## YOUR TASKS
- a) According to the text on the NIH Data Commons Pilot, how many awards did NIH issue in late 2017 to launch the pilot phase?
- b) Transcribe the stretch of the NIH Data Commons Pilot text from "By using a common" through "the digital world.".

*** EXTRACTED TEXT Section Begins ***

Ten years from now, I expect biomedical research will look much different than it does today. I expect researchers will be able to tap a wide range of data streams, which will not only be accessible, they will all be in a format that can be easily shared and reused. By building upon each other’s data, researchers will be able to collectively accelerate biomedical discovery.
This is often not how research works today. While staggering volumes of research data exist, they are housed across a broad spectrum of silos, and exist in a wide range of formats. As a result, researchers typically have access to just a sliver of data, which restricts the depth of their research and limits their results. If biomedical researchers have access to multiple sets of data, more breakthroughs are bound to happen.
Breaking down research barriers is the goal of the National Institutes of Health’s (NIH) $95.5 million Data Commons Pilot project. In late 2017, NIH issued 10 awards to launch the pilot phase. Participants will soon begin plotting a course to an open environment where researchers can share and contribute their data, their code, their metadata, and the lessons they’ve learned along the way—all on the same platform.
By using a common platform, researchers can know who is using their data sets and whether they are sharing their own data back. There is tremendous anticipation surrounding the potential of this project, and I am excited to be a part of it.
Common platform could reshape biomedical research
In December, I was one of about 70 to 80 people who attended a two-day kickoff event for the first phase of the pilot. NIH Director Francis Collins, M.D., Ph.D., offered his thoughts about the importance of this project, and explained how it could reshape biomedical research as we delve deeper into the digital world.

*** EXTRACTED TEXT Section Ends ***
*** DATA Section Begins ***

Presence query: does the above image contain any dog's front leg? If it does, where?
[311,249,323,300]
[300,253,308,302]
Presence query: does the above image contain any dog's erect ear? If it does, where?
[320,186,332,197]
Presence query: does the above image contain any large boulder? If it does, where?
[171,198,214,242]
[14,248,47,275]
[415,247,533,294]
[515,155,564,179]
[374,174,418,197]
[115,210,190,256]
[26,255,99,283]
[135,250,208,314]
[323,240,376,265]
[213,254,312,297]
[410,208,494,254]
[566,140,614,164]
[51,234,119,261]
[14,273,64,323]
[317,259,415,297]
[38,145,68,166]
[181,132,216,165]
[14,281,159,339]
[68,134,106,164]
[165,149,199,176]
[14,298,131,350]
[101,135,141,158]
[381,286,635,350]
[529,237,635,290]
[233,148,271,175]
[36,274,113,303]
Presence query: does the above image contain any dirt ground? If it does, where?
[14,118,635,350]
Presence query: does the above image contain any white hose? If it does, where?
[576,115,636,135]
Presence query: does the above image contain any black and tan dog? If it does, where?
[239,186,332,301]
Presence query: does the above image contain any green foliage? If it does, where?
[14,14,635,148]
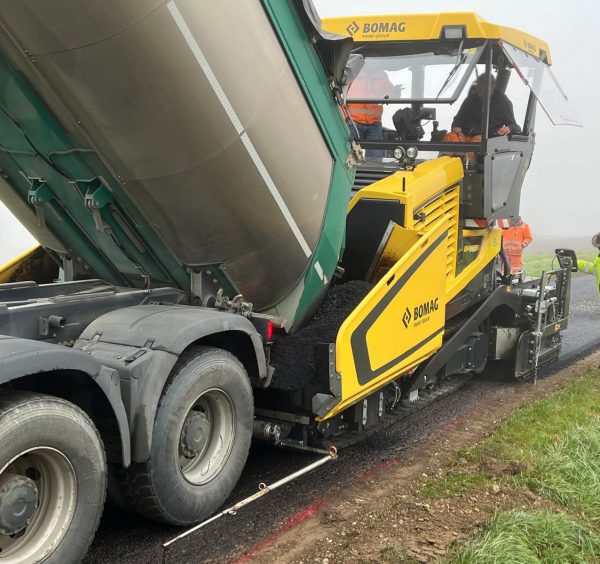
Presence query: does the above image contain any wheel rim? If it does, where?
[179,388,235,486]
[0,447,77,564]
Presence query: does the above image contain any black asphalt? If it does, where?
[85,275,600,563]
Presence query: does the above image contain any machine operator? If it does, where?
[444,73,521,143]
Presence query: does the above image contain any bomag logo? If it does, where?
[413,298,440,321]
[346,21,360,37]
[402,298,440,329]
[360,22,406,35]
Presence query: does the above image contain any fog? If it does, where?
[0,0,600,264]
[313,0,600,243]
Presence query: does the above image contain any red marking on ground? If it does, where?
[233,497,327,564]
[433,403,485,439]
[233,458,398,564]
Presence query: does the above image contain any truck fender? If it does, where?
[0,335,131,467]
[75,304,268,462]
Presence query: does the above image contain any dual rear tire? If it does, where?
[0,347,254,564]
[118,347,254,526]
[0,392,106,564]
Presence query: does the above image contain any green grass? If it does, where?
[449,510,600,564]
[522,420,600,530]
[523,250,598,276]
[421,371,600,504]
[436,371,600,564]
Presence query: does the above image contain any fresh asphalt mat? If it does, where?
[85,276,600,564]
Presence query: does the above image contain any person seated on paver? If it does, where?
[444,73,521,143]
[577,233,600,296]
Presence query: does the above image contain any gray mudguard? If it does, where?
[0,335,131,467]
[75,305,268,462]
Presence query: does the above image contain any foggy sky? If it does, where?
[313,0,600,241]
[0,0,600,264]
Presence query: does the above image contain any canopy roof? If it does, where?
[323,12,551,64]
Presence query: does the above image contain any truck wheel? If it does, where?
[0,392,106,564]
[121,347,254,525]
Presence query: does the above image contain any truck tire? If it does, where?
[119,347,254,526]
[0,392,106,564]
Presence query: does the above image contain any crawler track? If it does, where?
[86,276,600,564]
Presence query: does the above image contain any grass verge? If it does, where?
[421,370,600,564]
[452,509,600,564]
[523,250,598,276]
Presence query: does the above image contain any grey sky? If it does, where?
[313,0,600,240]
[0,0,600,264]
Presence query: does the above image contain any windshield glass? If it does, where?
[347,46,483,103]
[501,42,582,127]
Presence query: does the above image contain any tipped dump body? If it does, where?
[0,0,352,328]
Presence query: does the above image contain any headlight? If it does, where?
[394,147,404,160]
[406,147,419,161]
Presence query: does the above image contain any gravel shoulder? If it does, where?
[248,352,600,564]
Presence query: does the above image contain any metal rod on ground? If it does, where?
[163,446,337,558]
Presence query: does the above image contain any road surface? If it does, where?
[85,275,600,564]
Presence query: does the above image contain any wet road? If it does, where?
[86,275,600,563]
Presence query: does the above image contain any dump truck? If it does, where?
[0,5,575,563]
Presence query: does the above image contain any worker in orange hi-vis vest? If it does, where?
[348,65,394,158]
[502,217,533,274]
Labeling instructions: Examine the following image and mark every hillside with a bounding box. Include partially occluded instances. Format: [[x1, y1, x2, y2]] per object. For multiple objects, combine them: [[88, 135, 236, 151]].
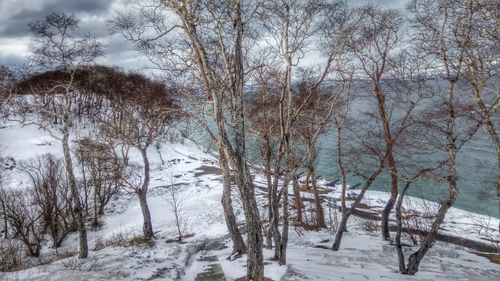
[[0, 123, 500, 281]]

*** DATA Section Ends ***
*** DATA Section Begins ***

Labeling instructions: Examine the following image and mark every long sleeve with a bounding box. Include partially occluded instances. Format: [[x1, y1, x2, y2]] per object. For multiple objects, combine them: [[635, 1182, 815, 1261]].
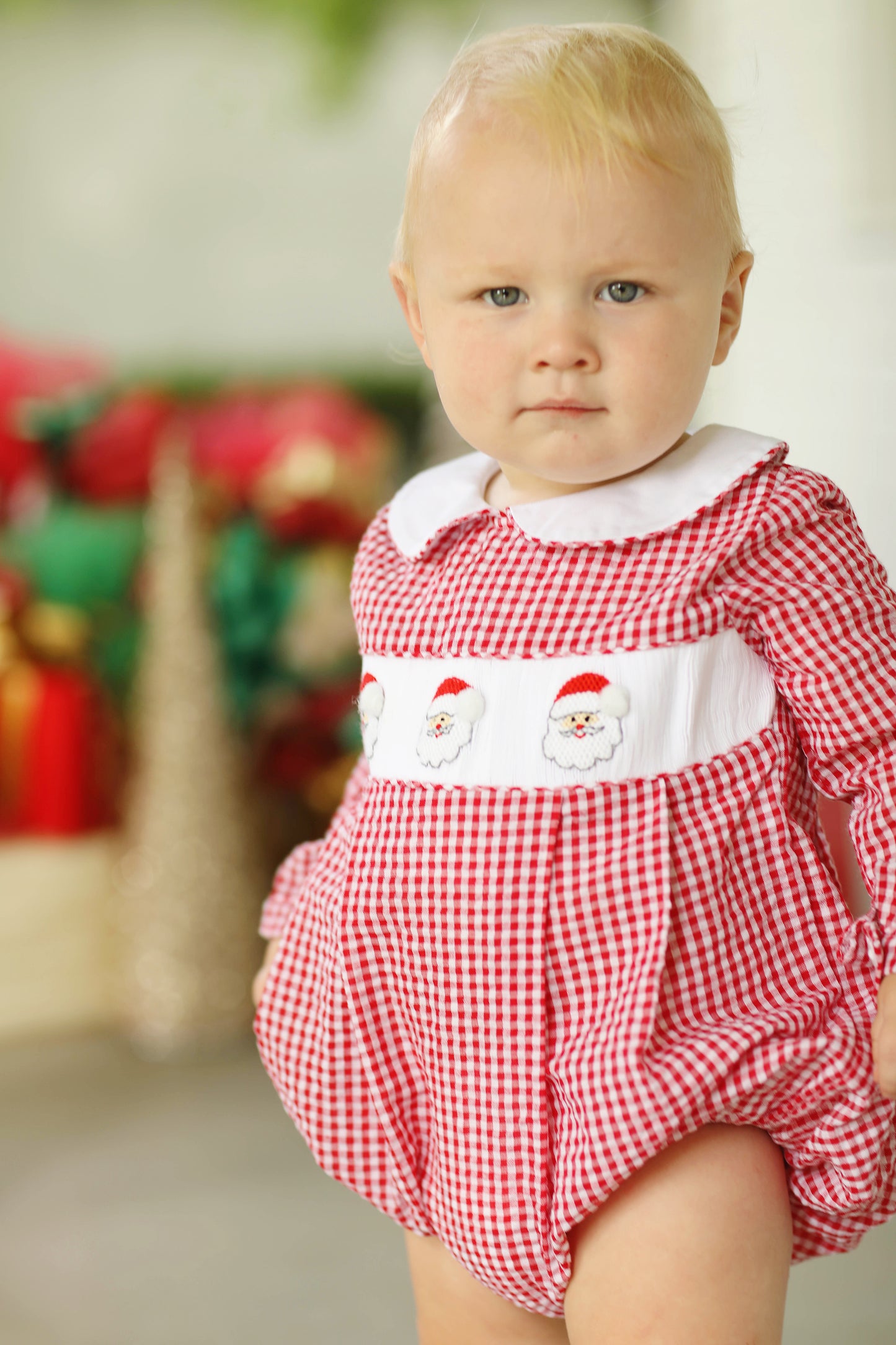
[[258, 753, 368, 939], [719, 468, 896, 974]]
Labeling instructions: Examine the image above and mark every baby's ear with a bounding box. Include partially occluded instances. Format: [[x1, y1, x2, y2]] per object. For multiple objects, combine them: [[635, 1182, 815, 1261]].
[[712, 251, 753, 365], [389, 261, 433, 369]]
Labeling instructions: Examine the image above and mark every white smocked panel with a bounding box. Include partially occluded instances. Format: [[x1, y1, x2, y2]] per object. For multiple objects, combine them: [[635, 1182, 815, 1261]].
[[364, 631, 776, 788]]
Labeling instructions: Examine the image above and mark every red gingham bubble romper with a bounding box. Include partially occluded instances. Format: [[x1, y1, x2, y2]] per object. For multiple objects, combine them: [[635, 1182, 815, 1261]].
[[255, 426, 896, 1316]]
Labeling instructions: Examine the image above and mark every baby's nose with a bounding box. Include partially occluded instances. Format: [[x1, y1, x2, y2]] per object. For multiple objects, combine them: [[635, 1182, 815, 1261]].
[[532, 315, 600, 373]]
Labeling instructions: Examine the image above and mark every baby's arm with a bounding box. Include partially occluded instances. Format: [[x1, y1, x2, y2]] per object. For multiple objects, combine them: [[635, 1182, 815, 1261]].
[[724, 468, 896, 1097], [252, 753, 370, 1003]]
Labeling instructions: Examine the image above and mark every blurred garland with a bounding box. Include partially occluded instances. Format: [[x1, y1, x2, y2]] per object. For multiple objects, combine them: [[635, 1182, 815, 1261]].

*** DATA Section Ends ***

## TASK SOLUTIONS
- a) 10 awards.

- b)
By using a common platform, researchers can know who is using their data sets and whether they are sharing their own data back. There is tremendous anticipation surrounding the potential of this project, and I am excited to be a part of it.
Common platform could reshape biomedical research
In December, I was one of about 70 to 80 people who attended a two-day kickoff event for the first phase of the pilot. NIH Director Francis Collins, M.D., Ph.D., offered his thoughts about the importance of this project, and explained how it could reshape biomedical research as we delve deeper into the digital world.